* Start *

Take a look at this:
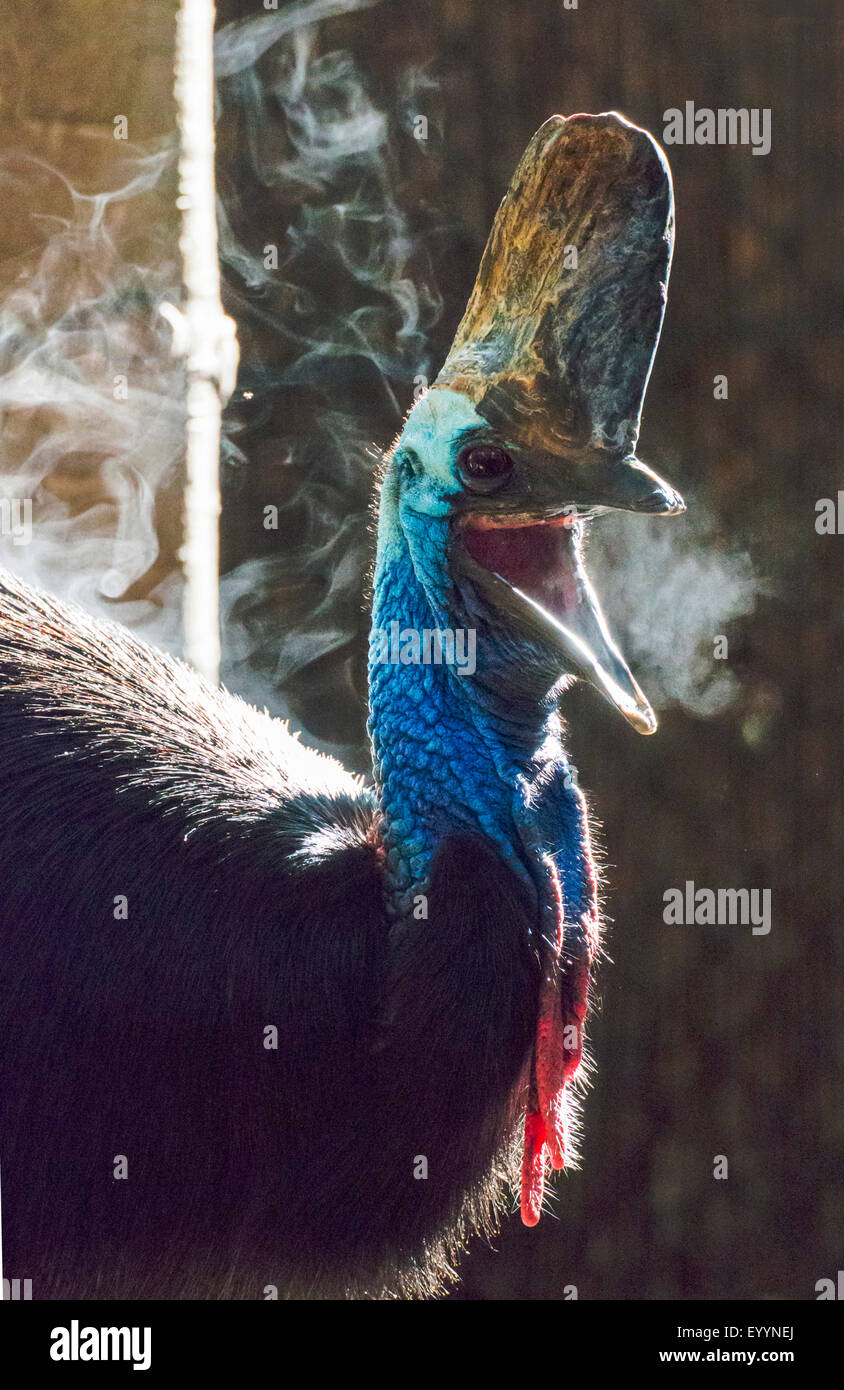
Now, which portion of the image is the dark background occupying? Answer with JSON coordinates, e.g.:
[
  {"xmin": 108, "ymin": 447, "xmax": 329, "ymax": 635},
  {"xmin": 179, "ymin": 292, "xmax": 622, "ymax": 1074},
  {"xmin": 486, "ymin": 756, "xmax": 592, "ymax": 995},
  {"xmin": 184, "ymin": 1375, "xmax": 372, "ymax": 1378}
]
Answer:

* End *
* Start *

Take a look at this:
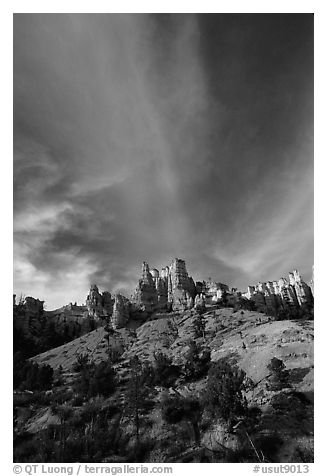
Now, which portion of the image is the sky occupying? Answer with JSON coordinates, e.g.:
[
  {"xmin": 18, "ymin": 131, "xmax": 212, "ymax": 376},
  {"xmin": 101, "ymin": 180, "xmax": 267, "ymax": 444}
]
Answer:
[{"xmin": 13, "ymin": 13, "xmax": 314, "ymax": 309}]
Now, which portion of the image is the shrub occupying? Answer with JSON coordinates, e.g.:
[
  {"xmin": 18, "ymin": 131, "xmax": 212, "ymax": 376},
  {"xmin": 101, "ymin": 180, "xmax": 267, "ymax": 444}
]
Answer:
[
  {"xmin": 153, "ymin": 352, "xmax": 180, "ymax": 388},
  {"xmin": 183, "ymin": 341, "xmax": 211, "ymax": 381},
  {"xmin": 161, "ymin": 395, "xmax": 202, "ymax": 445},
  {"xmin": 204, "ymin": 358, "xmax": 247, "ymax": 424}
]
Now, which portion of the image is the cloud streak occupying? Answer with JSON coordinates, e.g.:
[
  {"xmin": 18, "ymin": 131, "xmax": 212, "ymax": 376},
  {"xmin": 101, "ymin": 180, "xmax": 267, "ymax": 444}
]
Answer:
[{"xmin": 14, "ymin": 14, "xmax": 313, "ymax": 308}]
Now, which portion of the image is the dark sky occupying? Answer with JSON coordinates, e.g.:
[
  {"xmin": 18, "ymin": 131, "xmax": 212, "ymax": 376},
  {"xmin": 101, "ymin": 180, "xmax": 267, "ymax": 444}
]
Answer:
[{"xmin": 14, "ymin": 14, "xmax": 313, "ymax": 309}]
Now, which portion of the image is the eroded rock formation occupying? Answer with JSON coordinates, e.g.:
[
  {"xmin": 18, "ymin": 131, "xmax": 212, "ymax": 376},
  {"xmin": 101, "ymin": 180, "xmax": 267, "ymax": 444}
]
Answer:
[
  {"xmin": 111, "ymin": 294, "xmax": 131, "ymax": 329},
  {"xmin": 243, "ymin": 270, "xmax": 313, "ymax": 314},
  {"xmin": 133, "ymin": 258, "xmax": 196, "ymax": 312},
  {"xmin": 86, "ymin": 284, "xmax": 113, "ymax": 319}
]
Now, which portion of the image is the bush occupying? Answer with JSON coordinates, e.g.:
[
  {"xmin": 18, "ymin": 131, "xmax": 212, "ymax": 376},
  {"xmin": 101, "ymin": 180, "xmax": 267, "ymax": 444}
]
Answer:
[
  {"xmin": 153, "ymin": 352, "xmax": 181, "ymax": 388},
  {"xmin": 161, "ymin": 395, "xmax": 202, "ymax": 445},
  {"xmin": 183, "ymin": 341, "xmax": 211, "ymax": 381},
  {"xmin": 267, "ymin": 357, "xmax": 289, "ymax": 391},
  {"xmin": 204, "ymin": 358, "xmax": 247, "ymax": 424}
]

* End *

> _OBJECTIVE_
From the rows above, pick out every line that contains the string "JSON" and copy each one in full.

> _ANSWER TO THIS PROBLEM_
Now, which portion of the image is the dark background occupying? Answer with JSON coordinates, e.g.:
Now, which portion of the image is the sky occupying? Answer with JSON coordinates, e.g.:
Now, which portion of the image is the shrub occupying? Answer with JSON coordinates, e.g.:
Now, which portion of the image is the cloud streak occupying? Answer with JSON coordinates, e.g.:
Now, which portion of the image is the dark sky occupying? Answer with JSON coordinates, e.g.:
Now, which portion of the image is the eroded rock formation occupying? Answer with JSON coordinates, e.g.:
Now, which portion of the image is the bush occupying? Answer with JSON coordinates, e.g.:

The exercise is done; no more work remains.